### Texto apresentado
%%

E em 2015 a Editora Cintra dá seu grande giro. Se nós salvamos do esquecimento autores já consagrados, por que não tirar desse mesmo esquecimento autores de grande qualidade que permanecem inéditos por falta de visibilidade? É o círculo vicioso mais uma vez presente: o autor não é publicado porque é inédito e é inédito porque não é publicado. E, nessa possibilidade de inovar com a publicação digital, publicamos autores como Affonso de Barros que, em seu livro A Batalha, narra a conquista de sua Bahia de forma romanceada e rica, num texto em que revoluções, costumes e figuras do século XVIII estão presentes numa trama heróica e ao mesmo tempo poética nesse autor que faz da palavra escrita uma forma ampla de comunicação, ou Matheus Arcaro que, em contos densos, narra a história de uma humanidade que se procura em Violetas Velhas e Outras Flores.

%%

### Tarefa proposta 1
Extraia dos registros cada linha que contém a palavra "woman", diferenciando maiúsculas de minúsculas.
Os registros não têm relação alguma com o texto sobre a Editora Cintra.

Registros brutos:
%%

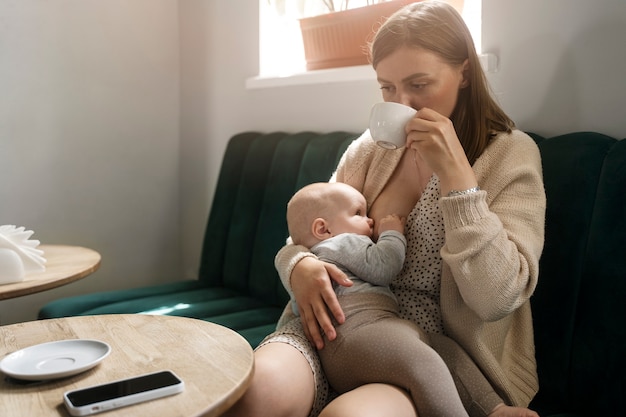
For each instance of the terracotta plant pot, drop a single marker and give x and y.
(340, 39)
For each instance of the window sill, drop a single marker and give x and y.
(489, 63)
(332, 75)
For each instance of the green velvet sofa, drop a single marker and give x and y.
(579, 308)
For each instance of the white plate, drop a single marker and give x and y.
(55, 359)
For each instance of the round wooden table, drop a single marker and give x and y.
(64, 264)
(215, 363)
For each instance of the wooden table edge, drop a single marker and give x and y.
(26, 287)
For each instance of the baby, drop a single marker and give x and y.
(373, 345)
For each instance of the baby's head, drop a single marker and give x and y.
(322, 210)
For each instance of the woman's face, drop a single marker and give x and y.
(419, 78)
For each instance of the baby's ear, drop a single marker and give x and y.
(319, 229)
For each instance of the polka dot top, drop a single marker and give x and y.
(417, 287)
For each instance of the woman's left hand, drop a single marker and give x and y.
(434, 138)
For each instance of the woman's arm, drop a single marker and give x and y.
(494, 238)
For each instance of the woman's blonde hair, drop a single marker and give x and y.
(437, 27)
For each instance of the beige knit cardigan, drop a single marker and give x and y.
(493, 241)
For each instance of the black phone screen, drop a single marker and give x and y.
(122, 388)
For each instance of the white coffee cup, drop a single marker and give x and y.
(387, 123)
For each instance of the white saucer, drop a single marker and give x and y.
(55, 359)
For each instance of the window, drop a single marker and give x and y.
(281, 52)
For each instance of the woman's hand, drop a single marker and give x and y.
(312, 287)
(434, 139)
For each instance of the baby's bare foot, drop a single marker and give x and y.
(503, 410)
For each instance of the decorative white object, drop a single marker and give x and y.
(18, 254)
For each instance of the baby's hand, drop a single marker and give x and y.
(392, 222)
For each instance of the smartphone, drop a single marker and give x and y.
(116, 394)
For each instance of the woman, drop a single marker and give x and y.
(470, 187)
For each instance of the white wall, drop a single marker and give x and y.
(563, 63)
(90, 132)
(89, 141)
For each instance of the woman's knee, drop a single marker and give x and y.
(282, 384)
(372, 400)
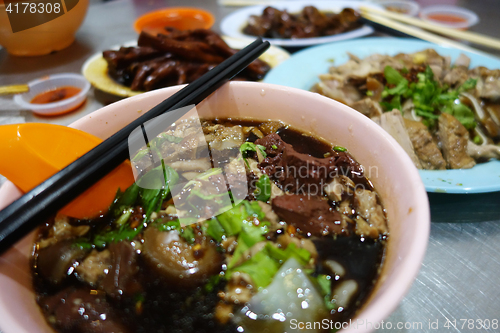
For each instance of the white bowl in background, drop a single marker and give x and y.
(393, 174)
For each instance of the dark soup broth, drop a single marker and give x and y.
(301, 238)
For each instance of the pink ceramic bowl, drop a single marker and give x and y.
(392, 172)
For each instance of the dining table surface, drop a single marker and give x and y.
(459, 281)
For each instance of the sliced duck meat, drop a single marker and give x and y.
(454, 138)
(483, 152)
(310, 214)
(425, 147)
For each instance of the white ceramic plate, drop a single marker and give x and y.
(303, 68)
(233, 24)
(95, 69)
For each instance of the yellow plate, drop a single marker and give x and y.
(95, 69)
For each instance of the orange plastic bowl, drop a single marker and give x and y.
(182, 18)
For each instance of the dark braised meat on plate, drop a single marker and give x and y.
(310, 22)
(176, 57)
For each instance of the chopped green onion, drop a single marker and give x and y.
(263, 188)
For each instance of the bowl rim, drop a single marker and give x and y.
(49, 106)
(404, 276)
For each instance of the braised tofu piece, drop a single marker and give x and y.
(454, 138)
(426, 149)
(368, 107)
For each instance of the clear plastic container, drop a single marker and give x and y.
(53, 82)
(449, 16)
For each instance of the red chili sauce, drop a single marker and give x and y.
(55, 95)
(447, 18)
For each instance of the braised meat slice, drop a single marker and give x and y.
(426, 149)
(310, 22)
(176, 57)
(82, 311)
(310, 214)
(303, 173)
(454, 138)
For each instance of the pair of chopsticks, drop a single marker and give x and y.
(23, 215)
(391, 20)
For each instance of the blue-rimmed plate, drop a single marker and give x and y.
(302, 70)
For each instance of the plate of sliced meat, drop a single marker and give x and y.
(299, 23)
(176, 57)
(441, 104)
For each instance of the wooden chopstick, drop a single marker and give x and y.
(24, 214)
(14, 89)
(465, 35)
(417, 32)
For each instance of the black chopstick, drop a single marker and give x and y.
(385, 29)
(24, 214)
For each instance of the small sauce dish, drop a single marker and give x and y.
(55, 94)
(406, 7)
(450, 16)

%%
%%

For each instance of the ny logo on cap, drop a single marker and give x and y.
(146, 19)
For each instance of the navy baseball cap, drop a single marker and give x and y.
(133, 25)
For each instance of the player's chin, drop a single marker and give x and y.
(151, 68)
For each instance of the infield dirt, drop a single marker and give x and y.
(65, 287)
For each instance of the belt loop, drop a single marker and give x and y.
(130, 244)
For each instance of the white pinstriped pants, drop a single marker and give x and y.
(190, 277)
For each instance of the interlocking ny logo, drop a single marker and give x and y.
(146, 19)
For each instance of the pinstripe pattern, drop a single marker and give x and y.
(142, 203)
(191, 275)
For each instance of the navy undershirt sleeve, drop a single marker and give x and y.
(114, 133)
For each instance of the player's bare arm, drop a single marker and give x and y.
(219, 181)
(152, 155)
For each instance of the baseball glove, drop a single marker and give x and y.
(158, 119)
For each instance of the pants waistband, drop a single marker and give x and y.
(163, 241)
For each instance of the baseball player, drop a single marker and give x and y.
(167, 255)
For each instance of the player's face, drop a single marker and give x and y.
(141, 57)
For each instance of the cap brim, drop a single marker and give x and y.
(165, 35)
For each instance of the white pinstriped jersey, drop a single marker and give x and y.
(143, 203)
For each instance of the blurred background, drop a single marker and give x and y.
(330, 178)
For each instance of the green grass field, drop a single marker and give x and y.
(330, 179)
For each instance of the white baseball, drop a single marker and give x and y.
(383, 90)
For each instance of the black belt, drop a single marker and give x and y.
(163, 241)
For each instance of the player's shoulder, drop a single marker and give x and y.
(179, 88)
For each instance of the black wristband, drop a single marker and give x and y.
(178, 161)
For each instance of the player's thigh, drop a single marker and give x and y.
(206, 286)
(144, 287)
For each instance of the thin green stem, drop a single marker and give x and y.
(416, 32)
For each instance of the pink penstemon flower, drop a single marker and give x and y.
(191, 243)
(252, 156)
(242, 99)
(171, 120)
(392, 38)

%%

### Tarefa proposta 2
Repita sem alterações a passagem do texto sobre a Editora Cintra que vai de "E em 2015 a" até "e Outras Flores.".

### Resolução comentada 1
For each instance of the woman's face, drop a single marker and give x and y.
For each instance of the woman's left hand, drop a single marker and give x and y.
For each instance of the woman's arm, drop a single marker and give x and y.
For each instance of the woman's blonde hair, drop a single marker and give x and y.
For each instance of the woman's hand, drop a single marker and give x and y.
For each instance of the woman, drop a single marker and give x and y.
For each instance of the woman's knee, drop a single marker and give x and y.

### Resolução comentada 2
E em 2015 a Editora Cintra dá seu grande giro. Se nós salvamos do esquecimento autores já consagrados, por que não tirar desse mesmo esquecimento autores de grande qualidade que permanecem inéditos por falta de visibilidade? É o círculo vicioso mais uma vez presente: o autor não é publicado porque é inédito e é inédito porque não é publicado. E, nessa possibilidade de inovar com a publicação digital, publicamos autores como Affonso de Barros que, em seu livro A Batalha, narra a conquista de sua Bahia de forma romanceada e rica, num texto em que revoluções, costumes e figuras do século XVIII estão presentes numa trama heróica e ao mesmo tempo poética nesse autor que faz da palavra escrita uma forma ampla de comunicação, ou Matheus Arcaro que, em contos densos, narra a história de uma humanidade que se procura em Violetas Velhas e Outras Flores.